## What you need to do
Rewrite the passage on plotting SIR model results in R from "This output can" up to and including "for it’s flexibility.", replacing "framework" with "package".
Text passage: Begin
Since we have a set of results, we can plot them to see the model trajectories over time. We will plot using base R graphics to demonstrate.
# Plot model states overtime with base R
cols <- c("#0066CC", "#CCCC00", "#DC143C")
matplot(y[, 1], y[, -1], type = "l", lty = 1, col = cols,
xlab = "time", ylab = "S, I, R")
Now, let’s explore the sensitivity of the model to variations in the beta parameter by looking at its effect on the number of infected individuals
sims <- 20
# Create a vector of 20 values with -/+ 20% around the initial value of beta
beta <- seq(4 * 0.8, 4 * 1.2, length.out = sims)
There are many ways of iterating over this vector of values and collecting the results. Here, we will define a function f
that takes a beta value and returns the number of infected individuals over time:
f <- function(beta) {
mod <- sir(beta = beta)
mod$run(t)[, "I"]
}
(note that for this case, the values t
and sir
here are found in the “Global environment” - i.e., the values that you have already saved in your R session. For more information on this programming style see the functional programming chapter in Advanced R)
output <- sapply(beta, f)
This output can be plotted with base R
matplot(output, type = "l", col = cols[2], lty = 1, xlab = "Time", ylab = "I")
In this document, we have demomstrated plotting the outputs in base R. However plotting can also be done in any framework of your choice. For example, ggplot2
is popular for it’s flexibility.
We have managed to replicate our results using R.
As you could see, the short course interface was dealing with many details in the background that were hidden from view. Even if the transition to R brings added complexity, it also brings many possibilities. Hopefully this document was a useful starting point.
Text passage: End
Data provided: Begin
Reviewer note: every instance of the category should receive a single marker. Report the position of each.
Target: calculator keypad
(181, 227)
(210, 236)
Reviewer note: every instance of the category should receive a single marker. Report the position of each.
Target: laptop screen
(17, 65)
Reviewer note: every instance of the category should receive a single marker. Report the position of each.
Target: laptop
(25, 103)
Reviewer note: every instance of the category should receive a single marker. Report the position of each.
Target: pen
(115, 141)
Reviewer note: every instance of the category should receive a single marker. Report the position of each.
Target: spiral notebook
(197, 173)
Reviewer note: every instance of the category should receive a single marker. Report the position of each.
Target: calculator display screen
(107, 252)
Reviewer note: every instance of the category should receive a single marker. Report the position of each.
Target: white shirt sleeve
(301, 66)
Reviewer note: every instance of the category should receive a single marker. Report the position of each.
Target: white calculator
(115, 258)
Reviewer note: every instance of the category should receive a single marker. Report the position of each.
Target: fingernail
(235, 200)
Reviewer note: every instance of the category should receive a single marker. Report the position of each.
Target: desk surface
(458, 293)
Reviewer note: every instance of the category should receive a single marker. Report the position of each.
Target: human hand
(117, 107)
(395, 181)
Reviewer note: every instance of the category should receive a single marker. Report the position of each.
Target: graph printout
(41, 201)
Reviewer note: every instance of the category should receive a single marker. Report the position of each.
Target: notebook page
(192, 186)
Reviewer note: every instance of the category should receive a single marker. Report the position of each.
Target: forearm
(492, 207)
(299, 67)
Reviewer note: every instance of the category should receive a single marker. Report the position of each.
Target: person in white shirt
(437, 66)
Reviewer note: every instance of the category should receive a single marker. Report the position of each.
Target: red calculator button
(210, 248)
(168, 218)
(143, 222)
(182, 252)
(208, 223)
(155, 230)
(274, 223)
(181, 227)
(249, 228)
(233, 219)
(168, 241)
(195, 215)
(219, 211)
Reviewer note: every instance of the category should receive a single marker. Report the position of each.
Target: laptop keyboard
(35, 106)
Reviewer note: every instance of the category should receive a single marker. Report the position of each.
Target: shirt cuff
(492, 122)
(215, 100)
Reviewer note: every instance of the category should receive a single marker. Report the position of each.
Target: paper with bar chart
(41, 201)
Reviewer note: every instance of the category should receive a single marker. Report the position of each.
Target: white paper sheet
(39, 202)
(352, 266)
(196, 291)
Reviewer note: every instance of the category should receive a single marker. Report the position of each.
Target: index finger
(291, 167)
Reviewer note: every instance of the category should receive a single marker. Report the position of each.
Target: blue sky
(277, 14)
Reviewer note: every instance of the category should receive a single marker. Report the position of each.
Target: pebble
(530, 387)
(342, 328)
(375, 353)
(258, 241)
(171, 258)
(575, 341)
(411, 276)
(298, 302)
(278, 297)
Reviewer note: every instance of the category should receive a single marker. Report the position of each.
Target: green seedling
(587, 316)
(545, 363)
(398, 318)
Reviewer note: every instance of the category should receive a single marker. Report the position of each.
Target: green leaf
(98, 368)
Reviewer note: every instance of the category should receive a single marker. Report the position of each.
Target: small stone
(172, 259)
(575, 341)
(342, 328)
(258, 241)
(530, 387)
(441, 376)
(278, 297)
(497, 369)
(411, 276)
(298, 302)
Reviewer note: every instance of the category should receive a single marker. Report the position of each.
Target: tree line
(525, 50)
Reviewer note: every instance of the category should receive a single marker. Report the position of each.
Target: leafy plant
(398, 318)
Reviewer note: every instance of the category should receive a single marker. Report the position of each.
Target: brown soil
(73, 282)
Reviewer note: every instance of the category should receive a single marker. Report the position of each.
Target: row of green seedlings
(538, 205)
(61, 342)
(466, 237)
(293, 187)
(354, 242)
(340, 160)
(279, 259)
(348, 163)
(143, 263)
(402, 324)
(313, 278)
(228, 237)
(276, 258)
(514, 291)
Data provided: End
## Task solution
This output can be plotted with base R
matplot(output, type = "l", col = cols[2], lty = 1, xlab = "Time", ylab = "I")
In this document, we have demomstrated plotting the outputs in base R. However plotting can also be done in any package of your choice. For example, ggplot2
is popular for it’s flexibility.